_DATA FOR THE TASK_:

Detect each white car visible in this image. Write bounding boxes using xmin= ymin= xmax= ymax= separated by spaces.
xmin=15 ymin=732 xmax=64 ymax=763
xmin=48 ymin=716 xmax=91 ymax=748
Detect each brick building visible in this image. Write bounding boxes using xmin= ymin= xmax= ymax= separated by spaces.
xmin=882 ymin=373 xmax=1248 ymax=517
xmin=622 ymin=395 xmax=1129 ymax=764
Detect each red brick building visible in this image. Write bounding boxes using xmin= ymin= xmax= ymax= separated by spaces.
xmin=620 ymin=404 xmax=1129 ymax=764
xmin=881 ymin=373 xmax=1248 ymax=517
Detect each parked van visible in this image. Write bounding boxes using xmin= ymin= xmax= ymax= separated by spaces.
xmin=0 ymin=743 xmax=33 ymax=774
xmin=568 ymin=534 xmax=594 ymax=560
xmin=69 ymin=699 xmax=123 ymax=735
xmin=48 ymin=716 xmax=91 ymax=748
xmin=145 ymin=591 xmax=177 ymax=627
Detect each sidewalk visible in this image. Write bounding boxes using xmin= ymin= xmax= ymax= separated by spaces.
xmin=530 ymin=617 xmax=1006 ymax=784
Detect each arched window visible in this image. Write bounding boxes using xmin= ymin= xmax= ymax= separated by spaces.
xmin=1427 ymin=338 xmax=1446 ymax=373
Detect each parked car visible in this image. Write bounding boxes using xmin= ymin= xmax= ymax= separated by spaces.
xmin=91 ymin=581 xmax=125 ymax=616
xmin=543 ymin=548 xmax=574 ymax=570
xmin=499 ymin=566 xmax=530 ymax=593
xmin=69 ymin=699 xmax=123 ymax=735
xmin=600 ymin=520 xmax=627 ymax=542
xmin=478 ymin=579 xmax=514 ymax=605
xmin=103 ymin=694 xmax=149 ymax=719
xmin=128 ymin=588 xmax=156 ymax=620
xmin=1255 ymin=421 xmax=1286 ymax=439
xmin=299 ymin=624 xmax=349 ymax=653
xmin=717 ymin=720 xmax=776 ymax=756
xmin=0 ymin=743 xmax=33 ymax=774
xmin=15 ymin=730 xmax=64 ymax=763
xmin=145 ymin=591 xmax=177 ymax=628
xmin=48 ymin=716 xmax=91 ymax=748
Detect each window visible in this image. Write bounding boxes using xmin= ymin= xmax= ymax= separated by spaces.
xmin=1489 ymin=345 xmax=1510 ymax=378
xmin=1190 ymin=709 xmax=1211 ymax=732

_AIM_:
Give the lines in the items above, from the one containing "Detect each arched" through the one containing "xmin=1427 ymin=338 xmax=1446 ymax=373", as a JSON list of strings with one string per line and blank lines left out.

_RESPONSE BELOW_:
[
  "Detect each arched window visible in this image. Write bounding boxes using xmin= ymin= xmax= ymax= separated by spaces.",
  "xmin=1427 ymin=338 xmax=1446 ymax=373"
]